→ Consignes de l'exercice
[A] Mettez à jour la partie de l'extrait qui commence par les mots « L. B.: Malheureusement, on » et se termine par « compliquée, mal maîtrisée. » en remplaçant « Thaïlande » par « Italie ».
[B] D'après l'extrait, combien de personnes sur environ 2000 ont coché «autre» dans le formulaire de l'entreprise mentionnée?

→ Extrait fourni
Finalement, le Conseil fédéral parle de 100 à 200 personnes trans* ayant subi une opération, mais précise que les chiffres sur le nombre de personnes transgenres dans la population suisse ne sont pas disponibles. Que dire de ce manque de données? Avez-vous d’autres chiffres à disposition?
L. B.: Malheureusement, on n’a pas d’autres chiffres. C’est le flou total. Car les opérations mentionnées sont celles effectuées en Suisse mais énormément de trans* se font opérer à l’étranger, notamment en Thaïlande et en Espagne. Si on compte les opérés-es, ce n’est donc pas une bonne base statistique. Ensuite, il y a beaucoup d’hommes trans qui ne font pas l’opération de phalloplastie car elle est compliquée, mal maîtrisée.
Un dernier point à relever, c’est que certaines personnes souffrent de dysphorie sans se faire opérer et sans changer d’état civil. Il y a des gens qui se disent non-binaires, qui ne veulent être identifiés à aucun genre, et ces gens ne sont comptés nulle part. Et parmi les personnes plus âgées, certaines disent qu’elles s’accommodent de vivre une semaine par an à l’étranger dans le genre ressenti, et le reste du temps portent leur souffrance comme un fardeau. Dans une entreprise que je connais, les responsables des ressources humaines ont laissé la possibilité de cocher «autre» à côté d’«homme» et «femme» dans un formulaire, et ont été surpris de constater que 40 personnes sur environ 2000 avaient fait ce choix.

Données de pointage d'expressions référentielles
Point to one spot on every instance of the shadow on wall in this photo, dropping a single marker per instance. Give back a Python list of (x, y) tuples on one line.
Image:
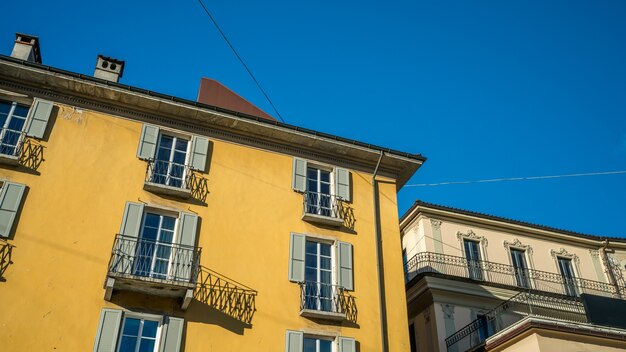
[(5, 258), (222, 301)]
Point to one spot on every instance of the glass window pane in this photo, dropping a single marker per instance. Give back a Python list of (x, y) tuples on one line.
[(131, 327), (128, 344), (147, 345), (149, 328)]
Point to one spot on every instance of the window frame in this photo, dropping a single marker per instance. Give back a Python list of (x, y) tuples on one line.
[(141, 317)]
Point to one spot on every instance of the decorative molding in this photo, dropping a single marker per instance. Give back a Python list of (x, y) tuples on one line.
[(448, 311), (471, 235), (435, 223), (518, 244), (565, 254)]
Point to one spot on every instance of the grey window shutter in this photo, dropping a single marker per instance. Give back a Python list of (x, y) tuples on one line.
[(342, 184), (131, 222), (347, 344), (296, 257), (185, 261), (147, 142), (199, 151), (294, 341), (38, 117), (10, 199), (172, 334), (344, 259), (299, 175), (108, 330)]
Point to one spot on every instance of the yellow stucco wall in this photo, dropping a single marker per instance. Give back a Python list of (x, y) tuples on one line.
[(53, 293)]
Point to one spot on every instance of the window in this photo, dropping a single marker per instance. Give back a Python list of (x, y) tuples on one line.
[(124, 331), (139, 335), (319, 289), (12, 121), (472, 254), (170, 161), (520, 268), (154, 251), (567, 272)]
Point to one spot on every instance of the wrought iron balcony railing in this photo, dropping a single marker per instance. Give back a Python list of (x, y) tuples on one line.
[(325, 298), (570, 309), (176, 179), (149, 260), (503, 274)]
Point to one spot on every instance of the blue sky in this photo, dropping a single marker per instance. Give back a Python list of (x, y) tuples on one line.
[(484, 89)]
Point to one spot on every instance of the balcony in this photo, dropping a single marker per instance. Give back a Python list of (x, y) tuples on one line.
[(325, 301), (176, 180), (322, 208), (520, 306), (152, 267), (483, 272)]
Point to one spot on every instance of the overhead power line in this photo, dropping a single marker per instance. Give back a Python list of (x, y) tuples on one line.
[(516, 179), (240, 59)]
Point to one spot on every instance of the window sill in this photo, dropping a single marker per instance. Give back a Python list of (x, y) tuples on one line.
[(320, 314), (321, 219), (167, 190)]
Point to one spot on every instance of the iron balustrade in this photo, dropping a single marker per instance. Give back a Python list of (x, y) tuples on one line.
[(152, 260), (317, 296), (504, 274), (11, 142), (322, 204), (524, 304)]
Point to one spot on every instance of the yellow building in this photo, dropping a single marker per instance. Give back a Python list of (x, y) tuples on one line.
[(477, 282), (137, 221)]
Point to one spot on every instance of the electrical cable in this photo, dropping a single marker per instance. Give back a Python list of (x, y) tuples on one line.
[(516, 179), (240, 60)]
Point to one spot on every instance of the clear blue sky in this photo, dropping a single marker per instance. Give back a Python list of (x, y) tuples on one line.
[(484, 89)]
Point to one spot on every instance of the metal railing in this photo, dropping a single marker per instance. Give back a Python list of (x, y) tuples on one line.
[(11, 142), (151, 260), (524, 304), (503, 274), (327, 298), (323, 204)]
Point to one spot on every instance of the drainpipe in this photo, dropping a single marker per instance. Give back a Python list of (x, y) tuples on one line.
[(379, 264), (609, 266)]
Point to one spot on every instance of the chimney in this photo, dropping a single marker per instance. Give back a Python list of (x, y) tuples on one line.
[(26, 48), (109, 68)]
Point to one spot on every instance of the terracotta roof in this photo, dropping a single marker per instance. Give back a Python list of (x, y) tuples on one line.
[(419, 203)]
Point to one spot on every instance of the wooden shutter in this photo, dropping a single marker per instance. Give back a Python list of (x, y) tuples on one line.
[(108, 330), (296, 257), (199, 152), (10, 199), (299, 175), (172, 334), (294, 341), (147, 142), (184, 256), (38, 117), (346, 344), (344, 259), (342, 184)]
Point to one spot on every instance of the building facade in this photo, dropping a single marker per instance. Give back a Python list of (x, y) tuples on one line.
[(480, 282), (136, 221)]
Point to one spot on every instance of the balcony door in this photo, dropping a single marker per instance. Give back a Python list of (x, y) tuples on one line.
[(169, 166), (567, 272), (318, 288), (154, 249), (472, 254), (520, 268), (12, 121), (318, 200)]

→ Corrigé par consigne
[A]
L. B.: Malheureusement, on n’a pas d’autres chiffres. C’est le flou total. Car les opérations mentionnées sont celles effectuées en Suisse mais énormément de trans* se font opérer à l’étranger, notamment en Italie et en Espagne. Si on compte les opérés-es, ce n’est donc pas une bonne base statistique. Ensuite, il y a beaucoup d’hommes trans qui ne font pas l’opération de phalloplastie car elle est compliquée, mal maîtrisée.

[B] 40 personnes.